- **STATED GOAL**
Copy the records below verbatim, starting at the first line and ending at the line that contains "[[532, 167]]".

- **WORKING DATA**
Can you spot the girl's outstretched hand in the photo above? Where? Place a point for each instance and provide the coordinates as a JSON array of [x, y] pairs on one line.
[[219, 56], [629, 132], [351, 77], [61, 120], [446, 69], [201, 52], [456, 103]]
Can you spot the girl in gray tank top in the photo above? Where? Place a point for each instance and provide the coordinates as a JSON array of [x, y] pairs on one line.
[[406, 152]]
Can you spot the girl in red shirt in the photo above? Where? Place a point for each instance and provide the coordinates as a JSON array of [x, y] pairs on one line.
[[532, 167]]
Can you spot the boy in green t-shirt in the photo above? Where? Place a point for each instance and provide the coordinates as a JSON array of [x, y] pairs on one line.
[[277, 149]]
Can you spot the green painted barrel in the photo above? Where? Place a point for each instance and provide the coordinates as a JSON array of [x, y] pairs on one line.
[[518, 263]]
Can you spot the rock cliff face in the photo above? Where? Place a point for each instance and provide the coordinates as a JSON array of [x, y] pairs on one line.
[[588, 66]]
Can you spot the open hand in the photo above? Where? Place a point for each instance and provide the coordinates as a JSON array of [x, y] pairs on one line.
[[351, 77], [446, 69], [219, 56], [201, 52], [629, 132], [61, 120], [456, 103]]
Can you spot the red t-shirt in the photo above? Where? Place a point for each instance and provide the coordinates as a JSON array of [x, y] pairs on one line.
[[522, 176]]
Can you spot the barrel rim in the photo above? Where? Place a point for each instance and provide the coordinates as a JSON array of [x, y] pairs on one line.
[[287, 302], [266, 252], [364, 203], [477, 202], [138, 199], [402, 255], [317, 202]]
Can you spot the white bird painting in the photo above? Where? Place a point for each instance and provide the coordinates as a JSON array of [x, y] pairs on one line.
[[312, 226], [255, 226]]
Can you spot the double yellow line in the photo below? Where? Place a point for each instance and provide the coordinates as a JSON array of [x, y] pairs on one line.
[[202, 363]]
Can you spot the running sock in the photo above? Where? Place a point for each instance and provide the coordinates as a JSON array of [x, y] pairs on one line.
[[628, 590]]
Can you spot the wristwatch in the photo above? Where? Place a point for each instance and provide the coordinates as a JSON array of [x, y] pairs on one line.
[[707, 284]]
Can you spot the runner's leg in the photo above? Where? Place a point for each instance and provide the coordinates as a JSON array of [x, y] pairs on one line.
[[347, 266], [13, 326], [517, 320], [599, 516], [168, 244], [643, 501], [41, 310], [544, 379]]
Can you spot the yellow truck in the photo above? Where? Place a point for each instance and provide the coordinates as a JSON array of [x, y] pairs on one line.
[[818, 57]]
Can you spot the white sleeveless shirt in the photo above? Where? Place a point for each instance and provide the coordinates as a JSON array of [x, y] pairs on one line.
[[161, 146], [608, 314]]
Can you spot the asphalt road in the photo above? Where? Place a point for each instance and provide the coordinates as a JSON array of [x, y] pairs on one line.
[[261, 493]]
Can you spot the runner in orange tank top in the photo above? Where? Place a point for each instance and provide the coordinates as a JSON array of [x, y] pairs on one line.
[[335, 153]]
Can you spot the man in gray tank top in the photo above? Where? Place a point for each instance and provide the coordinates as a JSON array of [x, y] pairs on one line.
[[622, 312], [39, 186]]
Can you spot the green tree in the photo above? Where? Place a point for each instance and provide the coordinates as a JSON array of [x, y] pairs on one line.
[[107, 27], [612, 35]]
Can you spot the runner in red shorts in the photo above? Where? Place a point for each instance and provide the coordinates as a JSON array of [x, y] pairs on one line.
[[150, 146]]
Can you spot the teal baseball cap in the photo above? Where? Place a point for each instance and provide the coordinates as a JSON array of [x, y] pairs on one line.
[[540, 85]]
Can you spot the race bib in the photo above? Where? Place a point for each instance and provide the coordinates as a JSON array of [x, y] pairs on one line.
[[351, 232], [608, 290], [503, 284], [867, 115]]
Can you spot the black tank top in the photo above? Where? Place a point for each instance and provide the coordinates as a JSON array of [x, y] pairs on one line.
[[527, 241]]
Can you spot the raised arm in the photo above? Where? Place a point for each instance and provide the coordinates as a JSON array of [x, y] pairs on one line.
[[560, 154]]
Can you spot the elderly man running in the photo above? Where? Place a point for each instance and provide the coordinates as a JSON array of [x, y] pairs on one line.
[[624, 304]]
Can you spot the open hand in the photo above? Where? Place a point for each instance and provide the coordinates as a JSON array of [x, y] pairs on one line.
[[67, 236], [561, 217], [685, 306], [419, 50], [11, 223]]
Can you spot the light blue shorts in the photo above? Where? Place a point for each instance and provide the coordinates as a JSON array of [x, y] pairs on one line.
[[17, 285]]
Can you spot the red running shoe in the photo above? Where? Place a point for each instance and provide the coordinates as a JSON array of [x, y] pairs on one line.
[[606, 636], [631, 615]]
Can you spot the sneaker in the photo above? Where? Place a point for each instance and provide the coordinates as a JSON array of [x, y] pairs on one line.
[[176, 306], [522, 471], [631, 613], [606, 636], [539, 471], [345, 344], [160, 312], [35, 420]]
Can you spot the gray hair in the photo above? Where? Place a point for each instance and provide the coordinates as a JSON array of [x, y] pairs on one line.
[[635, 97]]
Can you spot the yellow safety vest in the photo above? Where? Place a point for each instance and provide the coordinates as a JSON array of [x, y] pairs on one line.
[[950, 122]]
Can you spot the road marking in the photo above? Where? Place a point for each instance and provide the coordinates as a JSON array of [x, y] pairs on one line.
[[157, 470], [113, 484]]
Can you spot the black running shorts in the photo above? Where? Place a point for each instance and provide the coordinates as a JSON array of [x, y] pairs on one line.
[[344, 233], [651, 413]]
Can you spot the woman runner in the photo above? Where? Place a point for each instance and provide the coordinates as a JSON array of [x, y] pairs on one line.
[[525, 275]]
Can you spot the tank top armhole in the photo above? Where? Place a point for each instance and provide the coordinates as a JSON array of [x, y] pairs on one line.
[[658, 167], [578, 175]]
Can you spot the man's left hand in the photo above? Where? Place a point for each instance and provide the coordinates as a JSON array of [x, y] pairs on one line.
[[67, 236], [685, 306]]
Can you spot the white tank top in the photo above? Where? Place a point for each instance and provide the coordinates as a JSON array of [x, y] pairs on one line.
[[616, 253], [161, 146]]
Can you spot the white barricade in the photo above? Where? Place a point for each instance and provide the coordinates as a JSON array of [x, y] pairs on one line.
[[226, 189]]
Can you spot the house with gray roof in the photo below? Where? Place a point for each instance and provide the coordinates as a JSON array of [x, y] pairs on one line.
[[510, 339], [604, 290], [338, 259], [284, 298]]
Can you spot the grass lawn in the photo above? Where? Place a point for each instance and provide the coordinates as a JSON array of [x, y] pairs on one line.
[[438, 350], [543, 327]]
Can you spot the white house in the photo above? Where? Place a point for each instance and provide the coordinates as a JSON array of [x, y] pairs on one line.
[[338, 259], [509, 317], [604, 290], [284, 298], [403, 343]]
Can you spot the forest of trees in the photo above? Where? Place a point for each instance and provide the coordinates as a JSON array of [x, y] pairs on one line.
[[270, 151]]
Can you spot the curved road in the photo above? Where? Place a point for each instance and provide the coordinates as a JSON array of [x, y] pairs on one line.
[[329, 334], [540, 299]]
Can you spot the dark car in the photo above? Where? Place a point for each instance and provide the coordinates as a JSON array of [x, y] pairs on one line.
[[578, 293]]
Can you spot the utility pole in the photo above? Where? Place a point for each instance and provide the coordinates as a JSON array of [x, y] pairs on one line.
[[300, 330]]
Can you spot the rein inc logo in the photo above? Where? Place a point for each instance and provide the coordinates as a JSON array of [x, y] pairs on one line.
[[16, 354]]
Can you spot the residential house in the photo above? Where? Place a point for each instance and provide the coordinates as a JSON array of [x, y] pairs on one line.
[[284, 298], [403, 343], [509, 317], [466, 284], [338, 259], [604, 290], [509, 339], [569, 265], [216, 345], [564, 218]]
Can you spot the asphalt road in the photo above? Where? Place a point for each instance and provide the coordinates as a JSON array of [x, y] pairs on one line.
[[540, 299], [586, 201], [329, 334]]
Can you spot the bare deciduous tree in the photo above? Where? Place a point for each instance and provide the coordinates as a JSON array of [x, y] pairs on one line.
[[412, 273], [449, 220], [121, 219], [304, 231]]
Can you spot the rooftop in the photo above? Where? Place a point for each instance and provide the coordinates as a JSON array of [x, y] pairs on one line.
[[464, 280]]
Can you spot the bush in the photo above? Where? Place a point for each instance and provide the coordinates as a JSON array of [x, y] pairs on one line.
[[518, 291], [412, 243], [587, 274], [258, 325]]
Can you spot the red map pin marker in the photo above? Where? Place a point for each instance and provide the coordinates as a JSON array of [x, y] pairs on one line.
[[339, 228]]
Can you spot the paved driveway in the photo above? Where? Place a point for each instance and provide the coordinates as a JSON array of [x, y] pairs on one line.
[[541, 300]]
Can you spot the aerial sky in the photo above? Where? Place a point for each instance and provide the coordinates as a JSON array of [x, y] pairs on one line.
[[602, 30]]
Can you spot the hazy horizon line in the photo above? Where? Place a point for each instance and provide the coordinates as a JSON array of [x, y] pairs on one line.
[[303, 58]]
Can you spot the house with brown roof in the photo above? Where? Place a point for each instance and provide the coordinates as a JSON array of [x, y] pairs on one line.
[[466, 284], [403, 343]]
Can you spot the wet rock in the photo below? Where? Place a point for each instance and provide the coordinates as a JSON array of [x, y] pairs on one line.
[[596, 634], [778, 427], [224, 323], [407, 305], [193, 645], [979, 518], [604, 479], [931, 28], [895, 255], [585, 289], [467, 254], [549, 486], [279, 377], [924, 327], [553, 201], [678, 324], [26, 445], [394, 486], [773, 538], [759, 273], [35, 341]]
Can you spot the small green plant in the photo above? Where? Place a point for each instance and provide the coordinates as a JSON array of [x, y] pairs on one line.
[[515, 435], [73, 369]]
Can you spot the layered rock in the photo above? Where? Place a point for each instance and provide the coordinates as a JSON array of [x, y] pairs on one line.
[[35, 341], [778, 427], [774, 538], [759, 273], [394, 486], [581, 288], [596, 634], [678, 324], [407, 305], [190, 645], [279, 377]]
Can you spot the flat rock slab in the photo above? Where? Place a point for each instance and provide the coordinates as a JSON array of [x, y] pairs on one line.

- **RESULT**
Can you spot the girl's outstretched hand in the photo above? Where? Place a point for each instance and provide the coordinates as a JSON array of [x, y] pairs on one line.
[[219, 56], [629, 132], [351, 77], [61, 120], [446, 69], [201, 52], [456, 103]]
Can you spot the girl in gray tank top in the photo above? Where? Place a point for each instance and provide the coordinates as a JSON array of [x, y] pairs on one line.
[[406, 152]]
Can you spot the girl in red shirt in the photo above? Where? Place a point for each instance and provide the coordinates as a JSON array of [x, y] pairs on one line.
[[532, 167]]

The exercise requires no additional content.